■ **Problem description**:
Below are records to transcribe exactly, without their pictures.
+ + + +
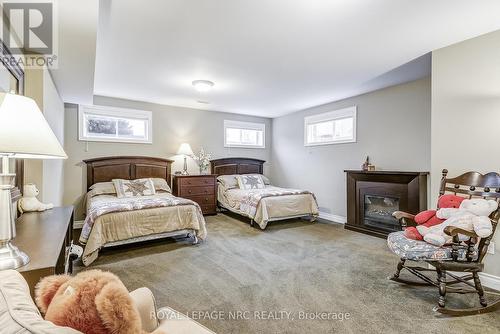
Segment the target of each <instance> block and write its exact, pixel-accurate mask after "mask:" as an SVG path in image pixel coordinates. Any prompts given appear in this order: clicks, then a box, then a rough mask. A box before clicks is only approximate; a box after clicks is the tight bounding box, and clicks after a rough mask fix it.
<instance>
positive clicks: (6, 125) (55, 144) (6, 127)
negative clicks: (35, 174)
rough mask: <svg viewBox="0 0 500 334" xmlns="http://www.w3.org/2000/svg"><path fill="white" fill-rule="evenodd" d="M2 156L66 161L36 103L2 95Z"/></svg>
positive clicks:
+ + + +
■ **Task output**:
Segment the target of each <instance> block and write its exact, pixel-accurate mask after "mask:" as an SVG path in image pixel coordinates. Any prompts given appear in this order: clicks, then a box, then a rough mask. A box before clicks is only approximate; a box after clicks is the tight bounding box, and clicks after a rough mask fix it.
<instance>
positive clicks: (6, 125) (55, 144) (6, 127)
negative clicks: (35, 174)
rough mask: <svg viewBox="0 0 500 334" xmlns="http://www.w3.org/2000/svg"><path fill="white" fill-rule="evenodd" d="M2 156L66 161L36 103L2 95Z"/></svg>
positive clicks:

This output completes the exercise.